* EXERCISE AIM:
Starting at the line that contains "Please locate every thin", write out every line to the end of the records below exactly, and leave out the pictures.

======== INFORMATION GIVEN

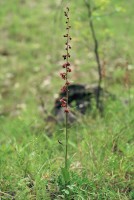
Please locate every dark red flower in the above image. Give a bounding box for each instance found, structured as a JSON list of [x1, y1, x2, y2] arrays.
[[60, 73, 66, 80], [62, 63, 66, 68], [62, 62, 70, 68], [64, 108, 69, 113], [62, 55, 67, 60], [67, 68, 71, 72], [60, 98, 67, 107], [61, 85, 67, 92], [66, 81, 70, 86]]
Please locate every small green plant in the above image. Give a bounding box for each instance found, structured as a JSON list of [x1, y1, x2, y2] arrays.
[[59, 6, 72, 191]]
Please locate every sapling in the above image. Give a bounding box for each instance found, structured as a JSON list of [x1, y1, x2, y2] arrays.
[[84, 0, 102, 113]]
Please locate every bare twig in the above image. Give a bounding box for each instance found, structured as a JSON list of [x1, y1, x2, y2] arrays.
[[84, 0, 102, 112]]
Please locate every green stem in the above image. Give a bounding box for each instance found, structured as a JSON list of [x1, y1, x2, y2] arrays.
[[65, 112, 68, 170], [65, 9, 70, 183]]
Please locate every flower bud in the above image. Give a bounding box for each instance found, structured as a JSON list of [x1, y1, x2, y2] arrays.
[[64, 108, 69, 113]]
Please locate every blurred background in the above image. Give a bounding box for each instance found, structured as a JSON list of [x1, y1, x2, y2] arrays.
[[0, 0, 134, 124]]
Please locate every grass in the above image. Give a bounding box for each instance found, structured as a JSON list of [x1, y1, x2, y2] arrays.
[[0, 0, 134, 199]]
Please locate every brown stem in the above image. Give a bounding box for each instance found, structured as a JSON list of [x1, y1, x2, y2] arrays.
[[84, 0, 102, 112]]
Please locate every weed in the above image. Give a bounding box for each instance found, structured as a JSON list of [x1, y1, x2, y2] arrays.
[[59, 6, 72, 196]]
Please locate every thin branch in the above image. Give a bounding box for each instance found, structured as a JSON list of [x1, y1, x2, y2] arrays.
[[84, 0, 102, 112]]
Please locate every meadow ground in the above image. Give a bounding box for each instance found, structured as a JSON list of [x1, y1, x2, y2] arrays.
[[0, 0, 134, 199]]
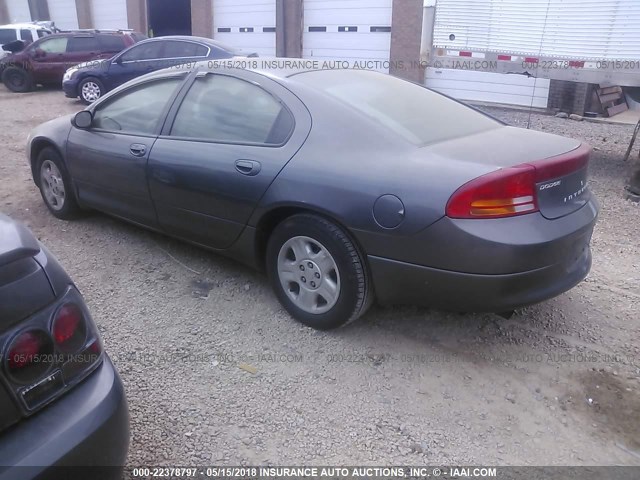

================

* YOUR RESPONSE:
Please locate every thin branch in the above image. Give a bounding box for each instance found, structured as a JSON list of [x1, y1, x2, y2] arrays.
[[84, 0, 102, 112]]
Please locate every meadow ground in the above image. Give a bounding box for each instance found, structured as a JSON list of [x1, y1, x2, y2] arrays.
[[0, 0, 134, 199]]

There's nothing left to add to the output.